Passage shown
■ ■ ■

---
license: Apache-2.0
name: vector-database-migration-tool
description: 'Migrate vector data between Pinecone, Qdrant, Weaviate, pgvector with re-embedding and schema mapping. Activate on: vector DB migration, switch vector database, re-embed collection, migrate embeddings. NOT for: initial ingestion (rag-document-ingestion-pipeline), embedding model training (ai-engineer).'
allowed-tools: Read,Write,Edit,Bash(python:*,pip:*,npm:*,npx:*)
category: Data & Analytics
tags:
  - vector-database
  - migration
  - embeddings
  - schema-mapping
pairs-with:
  - skill: rag-document-ingestion-pipeline
    reason: Source and target ingestion patterns feed migration design
  - skill: data-pipeline-engineer
    reason: ETL orchestration for large-scale vector migrations
---

# Vector Database Migration Tool

Migrate vector collections between Pinecone, Qdrant, Weaviate, and pgvector with schema mapping, optional re-embedding, and zero-downtime cutover strategies.

## Activation Triggers

**Activate on**: "migrate vectors", "switch from Pinecone to Qdrant", "re-embed collection", "vector DB migration", "move embeddings to pgvector", "change embedding model", "vector schema migration"

■ ■ ■

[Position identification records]
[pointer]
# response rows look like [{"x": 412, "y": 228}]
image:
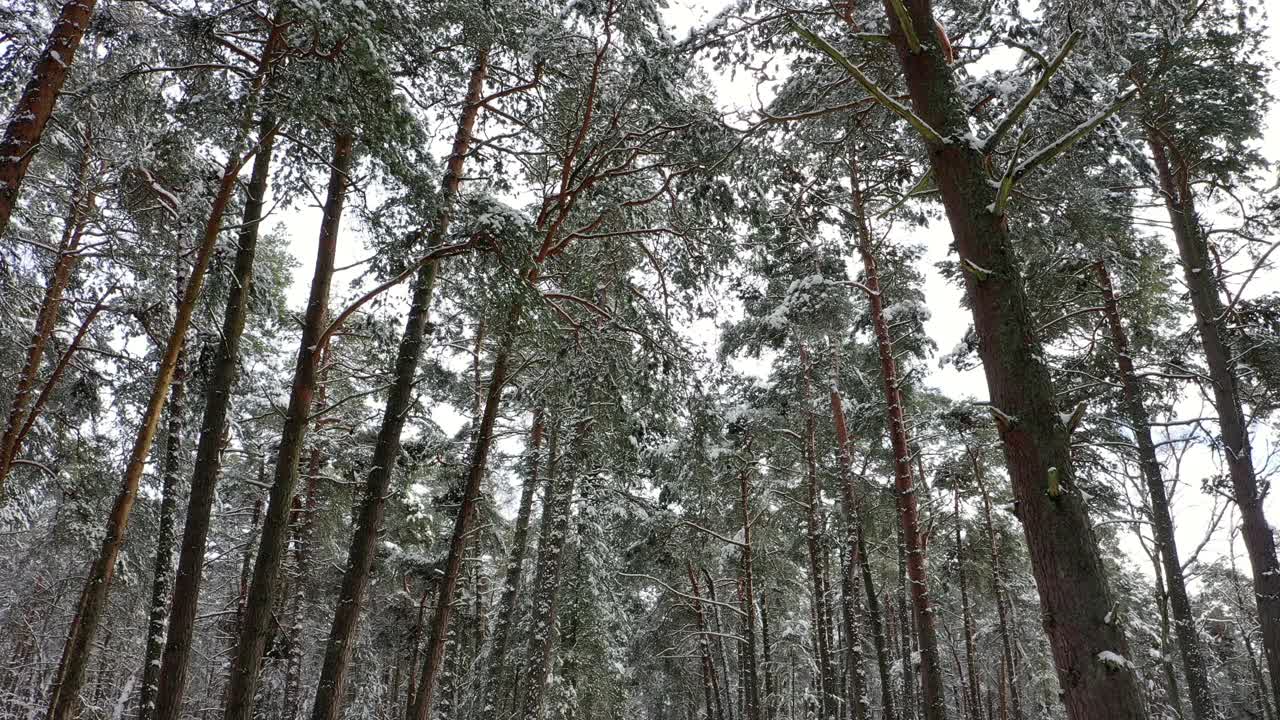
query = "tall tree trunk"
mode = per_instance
[
  {"x": 46, "y": 319},
  {"x": 1194, "y": 668},
  {"x": 515, "y": 569},
  {"x": 36, "y": 104},
  {"x": 160, "y": 580},
  {"x": 242, "y": 683},
  {"x": 917, "y": 561},
  {"x": 850, "y": 602},
  {"x": 411, "y": 682},
  {"x": 711, "y": 683},
  {"x": 369, "y": 519},
  {"x": 476, "y": 466},
  {"x": 1089, "y": 652},
  {"x": 64, "y": 696},
  {"x": 967, "y": 618},
  {"x": 1175, "y": 185},
  {"x": 302, "y": 524},
  {"x": 752, "y": 701},
  {"x": 768, "y": 703},
  {"x": 551, "y": 551},
  {"x": 213, "y": 427},
  {"x": 878, "y": 639},
  {"x": 905, "y": 627},
  {"x": 720, "y": 643},
  {"x": 997, "y": 578},
  {"x": 828, "y": 702}
]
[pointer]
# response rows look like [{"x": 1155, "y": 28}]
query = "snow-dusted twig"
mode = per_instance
[
  {"x": 926, "y": 131},
  {"x": 1032, "y": 92}
]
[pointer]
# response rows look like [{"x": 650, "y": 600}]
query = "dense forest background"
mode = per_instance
[{"x": 603, "y": 359}]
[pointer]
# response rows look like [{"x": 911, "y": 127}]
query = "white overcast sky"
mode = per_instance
[{"x": 946, "y": 326}]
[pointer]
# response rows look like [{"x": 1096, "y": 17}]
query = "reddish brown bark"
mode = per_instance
[
  {"x": 1075, "y": 598},
  {"x": 36, "y": 104},
  {"x": 71, "y": 674},
  {"x": 255, "y": 628},
  {"x": 917, "y": 563}
]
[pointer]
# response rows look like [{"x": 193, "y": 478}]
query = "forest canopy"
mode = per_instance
[{"x": 629, "y": 359}]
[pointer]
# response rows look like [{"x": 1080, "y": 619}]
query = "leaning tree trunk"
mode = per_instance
[
  {"x": 711, "y": 683},
  {"x": 369, "y": 516},
  {"x": 967, "y": 620},
  {"x": 828, "y": 703},
  {"x": 480, "y": 446},
  {"x": 1194, "y": 668},
  {"x": 218, "y": 397},
  {"x": 917, "y": 561},
  {"x": 906, "y": 628},
  {"x": 242, "y": 684},
  {"x": 209, "y": 446},
  {"x": 1175, "y": 185},
  {"x": 997, "y": 579},
  {"x": 163, "y": 566},
  {"x": 68, "y": 253},
  {"x": 64, "y": 696},
  {"x": 752, "y": 677},
  {"x": 1089, "y": 652},
  {"x": 551, "y": 555},
  {"x": 30, "y": 117},
  {"x": 850, "y": 605},
  {"x": 876, "y": 616},
  {"x": 506, "y": 609}
]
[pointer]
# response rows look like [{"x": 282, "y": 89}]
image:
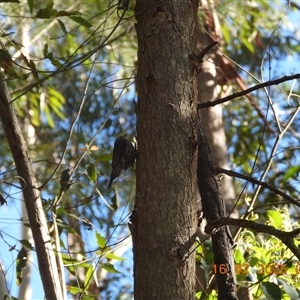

■ ■ ■

Given task 1
Could you update the vector migration tool page by restating the part that opens with the words containing "# Vector Database" and closes with "zero-downtime cutover strategies.", with "cutover" changed to "switchover"?
Given task 2
How many lines of the records above contain the string "forest", where case counts? Reply with only the number.

Task output 1
# Vector Database Migration Tool

Migrate vector collections between Pinecone, Qdrant, Weaviate, and pgvector with schema mapping, optional re-embedding, and zero-downtime switchover strategies.

Task output 2
2